Instrução 1:
Resuma em duas frases o texto sobre meios processuais em matéria tributária.
Instrução 2:
No texto sobre meios processuais em matéria tributária, por que elemento se afere o erro na forma do processo?
Instrução 3:
Retome o texto sobre meios processuais em matéria tributária a partir da última frase apresentada.

Sobre esta matéria, cfr. Marta Rebelo, A tutela jurisdicional efectiva e os poderes de pronúncia do juiz em sede de acção para reconhecimento de um direito ou interesse em matéria fiscal - a teoria do alcance médio, in Fiscalidade, 13/14, Janeiro/Abril de 2003, pp. 27 a 38.
Bem como Vieira de Andrade, A Justiça Administrativa, 2ª ed., 1999, pp.131 e ss.) embora relativamente à interpretação da norma idêntica que constava do nº 2 do art. 69º da LPTA, não tenha havido unanimidade, nem na doutrina, nem na jurisprudência da Secção de Contencioso Administrativo do STA, já, no âmbito tributário, a jurisprudência do STA tem vindo a aceitar que a acção para reconhecimento de um direito ou interesse legítimo em matéria tributária é um meio processual complementar, apenas devendo ser proposta quando os restantes meios contenciosos não assegurem uma tutela efectiva dos direitos e interesses legítimos dos administrados [(cfr. os acs. desta Secção do Contencioso Tributário, de 11/12/2002, proc. nº 46283; de 8/10/2003, proc. nº 525/03; de 12/11/2003, proc. nº1237/03; de 14/1/2004, proc. nº 1698/04 ; de 6/10/2005, proc. nº 607/05; de 17/10/2012, proc. nº 0295/12, bem como o de 16/10/2013 (Pleno), também proferido nesse mesmo proc. nº 0295/12].
O erro na forma do processo, nulidade decorrente do uso de um meio processual inadequado à pretensão de tutela jurídica formulada em juízo, afere-se pelo pedido e não pela causa de pedir, conquanto esta possa ser utilizada como elemento de interpretação daquele, quando a esse respeito existam dúvidas”, (cfr., entre outros, o acórdão datado de 05 de Novembro de 2014, recurso n.º 01015/14).
E, no caso, vistas as suas especificidades diz a sentença recorrida, e bem, (sublinhado nosso) através de fundamentação que se acompanha que não pode a recorrente intentar “ processo de impugnação, em acção para reconhecimento de um direito ou interesse legítimo em matéria tributária”. Porém concorda-se com o Sr. Procurador Geral Adjunto, neste STA, que a mesma decisão não é de confirmar relativamente à impossibilidade de convolação que a mesma sentença ponderou mas apenas entre outras formas processuais para a hipótese de reclamação do artº 276º do CPPT, concluindo, obviamente, que não podia convolar-se para reclamação (entenda-se de actos praticados pelo Órgão de Execução Fiscal) por não ter sido suscitada previamente a questão (entenda-se da prescrição) perante o referido Órgão.

Dados extraídos:
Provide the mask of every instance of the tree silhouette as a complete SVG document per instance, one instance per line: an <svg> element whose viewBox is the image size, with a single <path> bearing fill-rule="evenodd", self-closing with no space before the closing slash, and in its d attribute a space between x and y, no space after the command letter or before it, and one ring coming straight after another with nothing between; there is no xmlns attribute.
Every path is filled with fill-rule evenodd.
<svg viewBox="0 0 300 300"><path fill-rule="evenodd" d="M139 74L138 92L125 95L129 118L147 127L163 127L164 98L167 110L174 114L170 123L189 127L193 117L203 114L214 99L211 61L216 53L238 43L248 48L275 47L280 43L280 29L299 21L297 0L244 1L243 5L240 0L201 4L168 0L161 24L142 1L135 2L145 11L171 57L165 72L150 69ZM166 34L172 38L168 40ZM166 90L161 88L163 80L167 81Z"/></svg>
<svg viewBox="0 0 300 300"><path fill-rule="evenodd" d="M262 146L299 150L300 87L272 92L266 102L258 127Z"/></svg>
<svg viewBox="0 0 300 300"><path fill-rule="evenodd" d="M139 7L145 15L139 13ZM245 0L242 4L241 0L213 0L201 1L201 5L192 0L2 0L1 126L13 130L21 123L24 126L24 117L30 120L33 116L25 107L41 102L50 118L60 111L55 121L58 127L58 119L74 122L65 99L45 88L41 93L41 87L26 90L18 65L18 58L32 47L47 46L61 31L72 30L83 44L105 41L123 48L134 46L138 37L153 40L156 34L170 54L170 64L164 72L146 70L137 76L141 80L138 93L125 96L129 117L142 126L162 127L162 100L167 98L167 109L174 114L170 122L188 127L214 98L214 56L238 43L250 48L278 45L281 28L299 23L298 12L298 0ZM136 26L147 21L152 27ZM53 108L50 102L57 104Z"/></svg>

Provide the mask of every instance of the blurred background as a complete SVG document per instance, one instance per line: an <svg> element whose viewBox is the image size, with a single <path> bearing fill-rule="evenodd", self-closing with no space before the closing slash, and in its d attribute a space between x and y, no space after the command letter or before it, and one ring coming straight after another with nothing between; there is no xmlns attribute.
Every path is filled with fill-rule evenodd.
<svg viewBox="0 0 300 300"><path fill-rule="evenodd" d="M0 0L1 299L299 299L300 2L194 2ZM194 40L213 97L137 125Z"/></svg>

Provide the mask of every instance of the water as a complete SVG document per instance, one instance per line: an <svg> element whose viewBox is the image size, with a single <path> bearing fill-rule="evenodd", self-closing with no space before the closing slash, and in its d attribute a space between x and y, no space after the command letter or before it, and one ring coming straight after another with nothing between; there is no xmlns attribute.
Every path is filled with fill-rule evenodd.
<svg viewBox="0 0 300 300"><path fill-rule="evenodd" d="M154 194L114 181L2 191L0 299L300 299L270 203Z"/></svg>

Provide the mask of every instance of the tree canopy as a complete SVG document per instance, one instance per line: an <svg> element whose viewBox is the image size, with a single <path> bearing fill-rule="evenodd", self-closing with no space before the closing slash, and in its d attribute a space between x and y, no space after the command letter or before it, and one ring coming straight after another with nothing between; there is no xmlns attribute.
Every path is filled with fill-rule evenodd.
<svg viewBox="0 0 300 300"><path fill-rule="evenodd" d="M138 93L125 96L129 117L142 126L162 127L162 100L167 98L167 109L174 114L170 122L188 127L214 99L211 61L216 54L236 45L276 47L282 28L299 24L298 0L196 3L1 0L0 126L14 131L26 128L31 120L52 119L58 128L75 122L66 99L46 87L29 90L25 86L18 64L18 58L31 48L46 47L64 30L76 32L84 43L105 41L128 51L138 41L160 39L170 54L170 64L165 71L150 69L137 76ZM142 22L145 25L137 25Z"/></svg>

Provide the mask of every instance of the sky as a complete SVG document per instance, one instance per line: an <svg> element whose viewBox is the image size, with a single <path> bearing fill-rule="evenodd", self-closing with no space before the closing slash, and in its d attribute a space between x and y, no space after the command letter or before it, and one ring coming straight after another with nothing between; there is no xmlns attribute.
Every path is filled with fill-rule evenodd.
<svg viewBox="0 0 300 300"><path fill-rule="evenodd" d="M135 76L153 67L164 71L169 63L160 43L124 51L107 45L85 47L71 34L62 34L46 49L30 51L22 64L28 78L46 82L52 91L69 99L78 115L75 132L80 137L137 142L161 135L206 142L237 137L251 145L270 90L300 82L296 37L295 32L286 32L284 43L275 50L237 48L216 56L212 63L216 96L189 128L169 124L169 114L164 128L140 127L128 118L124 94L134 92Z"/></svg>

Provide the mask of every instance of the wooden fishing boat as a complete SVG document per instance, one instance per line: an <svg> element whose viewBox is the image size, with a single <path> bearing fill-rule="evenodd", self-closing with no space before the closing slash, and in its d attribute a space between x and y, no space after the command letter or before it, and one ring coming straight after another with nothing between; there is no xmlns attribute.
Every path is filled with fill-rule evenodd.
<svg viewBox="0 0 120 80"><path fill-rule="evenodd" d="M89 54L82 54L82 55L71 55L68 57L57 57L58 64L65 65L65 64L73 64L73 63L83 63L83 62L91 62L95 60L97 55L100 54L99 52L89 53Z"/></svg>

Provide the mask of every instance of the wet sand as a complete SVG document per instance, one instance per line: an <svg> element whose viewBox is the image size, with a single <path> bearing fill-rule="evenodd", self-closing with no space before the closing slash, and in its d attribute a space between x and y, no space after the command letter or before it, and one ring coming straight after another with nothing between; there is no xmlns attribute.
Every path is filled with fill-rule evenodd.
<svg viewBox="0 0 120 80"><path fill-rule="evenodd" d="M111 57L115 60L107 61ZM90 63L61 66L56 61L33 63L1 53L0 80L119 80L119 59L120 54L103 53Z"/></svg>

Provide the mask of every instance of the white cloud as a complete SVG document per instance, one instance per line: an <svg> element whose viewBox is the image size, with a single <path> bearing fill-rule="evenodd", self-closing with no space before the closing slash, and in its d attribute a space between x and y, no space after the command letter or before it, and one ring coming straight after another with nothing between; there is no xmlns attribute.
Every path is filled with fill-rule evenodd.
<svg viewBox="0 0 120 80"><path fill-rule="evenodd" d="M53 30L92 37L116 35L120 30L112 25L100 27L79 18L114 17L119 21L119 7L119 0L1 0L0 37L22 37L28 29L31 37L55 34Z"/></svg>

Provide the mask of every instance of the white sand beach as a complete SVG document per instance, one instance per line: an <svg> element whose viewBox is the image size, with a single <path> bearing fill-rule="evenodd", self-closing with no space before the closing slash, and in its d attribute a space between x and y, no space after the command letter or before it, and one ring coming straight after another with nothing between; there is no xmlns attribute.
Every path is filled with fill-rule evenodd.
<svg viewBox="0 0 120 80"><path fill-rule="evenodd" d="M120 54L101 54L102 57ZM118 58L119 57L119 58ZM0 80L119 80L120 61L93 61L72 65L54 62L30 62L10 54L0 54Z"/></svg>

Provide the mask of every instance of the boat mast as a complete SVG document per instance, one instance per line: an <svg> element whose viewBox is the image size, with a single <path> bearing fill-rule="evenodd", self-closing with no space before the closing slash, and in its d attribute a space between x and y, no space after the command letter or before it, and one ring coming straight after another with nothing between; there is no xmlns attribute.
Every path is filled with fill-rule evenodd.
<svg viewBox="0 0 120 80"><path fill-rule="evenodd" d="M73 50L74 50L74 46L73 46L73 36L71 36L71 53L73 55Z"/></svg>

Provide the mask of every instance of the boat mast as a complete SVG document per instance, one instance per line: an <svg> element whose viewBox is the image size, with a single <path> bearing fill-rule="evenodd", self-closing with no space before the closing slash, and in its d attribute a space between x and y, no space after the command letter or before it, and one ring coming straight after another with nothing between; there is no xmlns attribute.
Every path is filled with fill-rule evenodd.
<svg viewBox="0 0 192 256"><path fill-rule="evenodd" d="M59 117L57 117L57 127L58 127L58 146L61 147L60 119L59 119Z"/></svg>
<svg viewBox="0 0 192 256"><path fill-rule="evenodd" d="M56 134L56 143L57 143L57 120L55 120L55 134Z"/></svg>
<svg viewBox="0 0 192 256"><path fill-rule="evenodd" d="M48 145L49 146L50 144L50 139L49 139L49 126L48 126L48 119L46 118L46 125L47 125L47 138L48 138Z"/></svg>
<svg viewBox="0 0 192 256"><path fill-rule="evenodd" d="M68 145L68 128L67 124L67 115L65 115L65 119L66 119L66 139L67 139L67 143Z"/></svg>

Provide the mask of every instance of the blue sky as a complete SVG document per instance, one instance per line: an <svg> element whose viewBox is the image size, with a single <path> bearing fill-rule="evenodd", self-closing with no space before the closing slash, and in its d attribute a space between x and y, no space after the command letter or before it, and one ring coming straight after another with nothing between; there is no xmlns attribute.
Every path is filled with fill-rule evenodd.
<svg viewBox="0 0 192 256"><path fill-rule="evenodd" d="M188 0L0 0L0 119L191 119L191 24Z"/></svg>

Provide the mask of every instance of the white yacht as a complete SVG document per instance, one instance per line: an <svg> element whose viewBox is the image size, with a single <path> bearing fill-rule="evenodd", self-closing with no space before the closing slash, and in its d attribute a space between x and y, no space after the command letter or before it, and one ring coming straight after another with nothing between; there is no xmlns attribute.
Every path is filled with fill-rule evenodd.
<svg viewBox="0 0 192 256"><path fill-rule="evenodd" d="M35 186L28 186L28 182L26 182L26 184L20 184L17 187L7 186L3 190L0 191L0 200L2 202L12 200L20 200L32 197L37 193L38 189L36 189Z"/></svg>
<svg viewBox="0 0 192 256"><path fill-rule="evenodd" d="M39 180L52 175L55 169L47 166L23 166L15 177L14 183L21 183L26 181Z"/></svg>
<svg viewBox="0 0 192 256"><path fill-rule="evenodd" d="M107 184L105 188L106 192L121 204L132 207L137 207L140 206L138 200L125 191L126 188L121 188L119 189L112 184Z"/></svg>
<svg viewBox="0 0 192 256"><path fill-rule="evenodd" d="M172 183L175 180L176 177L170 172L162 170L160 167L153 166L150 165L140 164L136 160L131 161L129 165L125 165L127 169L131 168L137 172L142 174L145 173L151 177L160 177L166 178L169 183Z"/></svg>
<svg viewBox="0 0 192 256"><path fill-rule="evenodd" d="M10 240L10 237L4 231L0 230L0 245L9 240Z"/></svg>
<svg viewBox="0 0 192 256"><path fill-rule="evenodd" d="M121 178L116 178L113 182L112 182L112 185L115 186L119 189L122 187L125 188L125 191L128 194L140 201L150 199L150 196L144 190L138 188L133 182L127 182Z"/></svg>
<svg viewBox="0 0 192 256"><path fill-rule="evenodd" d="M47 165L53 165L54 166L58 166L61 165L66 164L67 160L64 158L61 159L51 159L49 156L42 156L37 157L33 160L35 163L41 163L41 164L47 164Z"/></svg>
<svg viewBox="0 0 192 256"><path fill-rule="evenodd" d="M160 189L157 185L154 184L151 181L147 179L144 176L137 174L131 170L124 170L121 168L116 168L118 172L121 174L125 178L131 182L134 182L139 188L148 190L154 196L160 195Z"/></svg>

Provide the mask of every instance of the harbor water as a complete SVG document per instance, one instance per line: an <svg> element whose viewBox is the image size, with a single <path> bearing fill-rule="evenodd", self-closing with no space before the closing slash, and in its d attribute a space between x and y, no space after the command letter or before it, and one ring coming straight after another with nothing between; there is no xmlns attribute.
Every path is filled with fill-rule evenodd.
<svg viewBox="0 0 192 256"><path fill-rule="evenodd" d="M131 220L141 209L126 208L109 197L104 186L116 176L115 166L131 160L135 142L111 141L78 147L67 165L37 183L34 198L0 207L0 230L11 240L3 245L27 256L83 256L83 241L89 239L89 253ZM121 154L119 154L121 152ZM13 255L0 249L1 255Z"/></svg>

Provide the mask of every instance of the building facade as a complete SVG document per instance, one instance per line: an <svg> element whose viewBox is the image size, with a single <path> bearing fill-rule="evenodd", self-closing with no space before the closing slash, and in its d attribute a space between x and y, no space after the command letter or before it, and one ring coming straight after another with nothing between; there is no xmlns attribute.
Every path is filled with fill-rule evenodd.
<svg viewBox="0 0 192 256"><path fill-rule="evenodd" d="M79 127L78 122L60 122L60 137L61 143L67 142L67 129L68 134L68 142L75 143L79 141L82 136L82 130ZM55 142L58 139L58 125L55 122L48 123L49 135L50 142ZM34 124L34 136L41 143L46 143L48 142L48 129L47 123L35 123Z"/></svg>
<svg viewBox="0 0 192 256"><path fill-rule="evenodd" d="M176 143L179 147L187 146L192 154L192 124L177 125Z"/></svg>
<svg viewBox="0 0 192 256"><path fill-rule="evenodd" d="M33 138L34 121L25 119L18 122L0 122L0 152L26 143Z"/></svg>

Resposta 1:
Segundo a jurisprudência do STA no âmbito tributário, a acção para reconhecimento de um direito ou interesse legítimo em matéria tributária é um meio processual complementar, a propor apenas quando os restantes meios contenciosos não assegurem uma tutela efectiva, e o erro na forma do processo afere-se pelo pedido e não pela causa de pedir. No caso, acompanha-se a sentença recorrida quanto a não poder a recorrente intentar processo de impugnação em acção para reconhecimento de um direito ou interesse legítimo, mas concorda-se com o Procurador Geral Adjunto em que a decisão não é de confirmar quanto à impossibilidade de convolação.

Resposta 2:
Pelo pedido, e não pela causa de pedir.

Resposta 3:
Ora, sendo exacto, que nada obsta a que a questão da prescrição possa ser apreciada pelo órgão de execução fiscal mediante iniciativa do contribuinte, desde que esteja pendente o processo de execução fiscal ou por iniciativa oficiosa do órgão por atenção ao disposto no artº 175º do CPPT o qual dispõe que a prescrição será conhecida oficiosamente pelo juiz se o órgão da execução fiscal que anteriormente tenha intervindo o não tiver feito, não pode excluir-se a convolação da petição inicial para requerimento ao dito Órgão.
De facto, como se salienta no destacado parecer (…) se é certo que não é viável a convolação em oposição judicial, uma vez que, como a própria recorrente aceita, a pretensão é intempestiva, nada obsta a que se convole o processo em requerimento dirigido ao OEF, no âmbito do PEF, que se encontra activo, como resulta, nomeadamente, de fls. 72/86 dos autos, para apreciação da eventual prescrição da dívida, uma vez que o processo de execução fiscal é um processo judicial desde o início (artigos 52.º do CPPT e 103.º da LGT)(…).
Pelo exposto e uma vez que ocorre efectivo erro na forma de processo utilizada, a decisão recorrida que considerou existir impossibilidade legal de convolação do processo na forma adequada não se pode manter, determinando-se a convolação da petição inicial em requerimento dirigido ao OEF, no âmbito do PEF, para apreciação da prescrição, devendo os autos baixar à 1.ª instância para os ulteriores termos.”
Assim, declara-se a existência do apontado vício de erro na forma processual usada, que é de conhecimento oficioso.
B – Da possibilidade de convolação
Nos termos dos artigos 97º, n.º 3, da LGT, 98º, n.º 4, do CPPT e 193º do CPC cumpriria, agora, ao Tribunal aferir a possibilidade de convolação dos presentes autos em Oposição à Execução ou requerimento dirigido ao OEF, por estarem – eventualmente - reunidas as condições necessárias.
Sendo certo que, não poderá ordenar-se tal convolação quando a petição não possa ser aproveitada para outro meio processual, por haver algum obstáculo a que esse meio possa prosseguir, designadamente por a isso se opor a extinção do prazo de propositura da ação ou a ocorrência de outra exceção perentória ou dilatória, uma vez que não será de convolar uma determinada ação noutra espécie se o seu destino for o indeferimento liminar.
E para tal, cumpre fixar a seguinte factualidade relevante, com base nos documentos juntos aos autos: (…)
Vejamos.
Como resulta do probatório, os Autores já apresentaram Oposição à Execução, que foi objeto de sentença transitada em julgado, pelo que, por força da exceção de caso julgado e por extinção do respetivo prazo de defesa por esse meio, não é possível a convolação dos presentes autos em Oposição à Execução (artigo 89º, nº1, alínea i), do CPTA e artigos 278º, nº1, alínea e), 576º, nº 2, 577º, alínea i), e 578º do CPC, ex vi artº 2º, alíneas c) e e) do CPPT).
Sem embargo, poderia ainda considerar-se a possibilidade de convolação da presente ação em requerimento dirigido ao órgão da execução fiscal, conforme decidido no Acórdão supra citado, uma vez que a prescrição é de conhecimento oficioso e pode ser conhecida a todo o tempo - Cfr., entre outros, Acórdãos do STA, processos nº 01271/13, de 04-03-2015 e 0380/15, de 14-05-2015, disponíveis em www.dgsi.pt.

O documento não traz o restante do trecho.